##### Material for the task

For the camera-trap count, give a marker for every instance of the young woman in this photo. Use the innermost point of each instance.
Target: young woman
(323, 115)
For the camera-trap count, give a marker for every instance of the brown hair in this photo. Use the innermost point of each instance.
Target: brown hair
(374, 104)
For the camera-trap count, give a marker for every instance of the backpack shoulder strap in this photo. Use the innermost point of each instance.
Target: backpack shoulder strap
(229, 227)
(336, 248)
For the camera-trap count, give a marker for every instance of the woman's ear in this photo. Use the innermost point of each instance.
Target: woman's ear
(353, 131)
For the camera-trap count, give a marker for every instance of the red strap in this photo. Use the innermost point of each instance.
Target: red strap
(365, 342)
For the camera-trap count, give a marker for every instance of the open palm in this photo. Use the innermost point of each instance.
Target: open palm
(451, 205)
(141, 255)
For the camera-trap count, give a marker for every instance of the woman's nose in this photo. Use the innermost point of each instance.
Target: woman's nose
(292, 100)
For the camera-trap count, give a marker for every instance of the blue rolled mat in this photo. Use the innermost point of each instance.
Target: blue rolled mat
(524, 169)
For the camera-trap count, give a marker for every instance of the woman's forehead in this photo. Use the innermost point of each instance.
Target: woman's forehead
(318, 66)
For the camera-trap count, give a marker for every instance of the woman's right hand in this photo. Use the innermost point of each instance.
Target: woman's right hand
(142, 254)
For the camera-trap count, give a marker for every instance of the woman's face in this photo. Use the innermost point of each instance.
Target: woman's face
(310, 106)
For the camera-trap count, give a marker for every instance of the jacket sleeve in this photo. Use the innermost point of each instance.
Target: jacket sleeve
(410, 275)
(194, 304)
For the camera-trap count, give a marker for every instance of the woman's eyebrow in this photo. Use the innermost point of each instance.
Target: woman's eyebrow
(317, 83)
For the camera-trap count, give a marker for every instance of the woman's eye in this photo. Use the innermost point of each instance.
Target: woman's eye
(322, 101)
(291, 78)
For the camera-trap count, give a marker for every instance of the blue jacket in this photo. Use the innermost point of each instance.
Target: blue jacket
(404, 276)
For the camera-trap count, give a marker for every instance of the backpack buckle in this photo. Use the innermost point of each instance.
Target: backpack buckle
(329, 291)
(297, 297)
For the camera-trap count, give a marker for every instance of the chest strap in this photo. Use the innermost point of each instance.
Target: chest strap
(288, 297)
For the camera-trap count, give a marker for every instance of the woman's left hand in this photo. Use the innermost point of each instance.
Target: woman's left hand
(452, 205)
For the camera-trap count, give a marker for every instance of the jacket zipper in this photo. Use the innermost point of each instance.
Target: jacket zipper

##########

Transcribe all entries exactly as they appear above.

For the camera-trap count, give a marker for every instance of the young woman in this photo. Use the innermost point of each instance.
Target: young woman
(323, 115)
For the camera-trap count, give a marker for every instance of the brown hair in this photo. Use the innermost point of each instance.
Target: brown hair
(374, 104)
For the camera-trap count, give a marker for every instance of the backpack shoulder strap in this photo. Use the innermost point of each instance.
Target: backpack shoulder strap
(229, 227)
(336, 248)
For the camera-trap count, give a marker for every instance of the woman's ear in this photo. Use the innermost point of each instance.
Target: woman's ear
(353, 131)
For the camera-trap count, give a marker for every instance of the red strap in this photo. Use the innermost point of each instance.
Target: red strap
(365, 342)
For the camera-trap count, give a marker for every instance of the open palm in this photo. Use the innermost point of each instance.
Target: open palm
(451, 205)
(141, 255)
For the camera-trap count, give a marker for every instance of the woman's nose in this photo. Use the innermost point of each instance.
Target: woman's nose
(292, 100)
For the camera-trap count, give a marker for every instance of the blue rolled mat in this photo. Use the innermost point of each instance.
Target: blue rolled mat
(524, 169)
For the camera-trap count, give a marker for every instance of the woman's forehead in this photo. Use the innermost point of each instance.
Target: woman's forehead
(318, 66)
For the camera-trap count, give a marker for every instance of the woman's right hand in this photo. Use the innermost point of each instance.
Target: woman's right hand
(142, 254)
For the camera-trap count, give a marker for every instance of the woman's face in this photo. Use the innermost point of each instance.
Target: woman's face
(310, 106)
For the camera-trap count, give a marker for every instance of the jacket sleeve in this photo. Use the innermost point of each instance.
Target: jacket sleeve
(410, 275)
(194, 304)
For the camera-trap count, give a marker for every instance of the woman's eyebrow in this photo. Use the innermost point of each instance.
Target: woman's eyebrow
(317, 83)
For the camera-trap count, give a marker for every instance of the woman's eye in this photo. Use the innermost point of each instance.
Target: woman's eye
(322, 101)
(291, 78)
For the camera-trap count, give a marker for every instance of the blue jacket in this photo. Use the innermost point of each instance.
Target: blue jacket
(404, 276)
For the camera-trap count, give a marker for every instance of the backpack buckle in this photo. Use the innermost point of each instance.
Target: backpack buckle
(329, 291)
(297, 297)
For the camera-trap count, give a marker for every instance of the chest strap in this photo. Use the innermost point of each instance.
Target: chest strap
(288, 297)
For the camera-trap count, give a marker for every instance of the woman's left hand in this photo. Use the innermost point of each instance.
Target: woman's left hand
(452, 205)
For the camera-trap count, give a marker for every instance of the jacket zipper in this photo. Use the innermost point of each instance.
Target: jacket zipper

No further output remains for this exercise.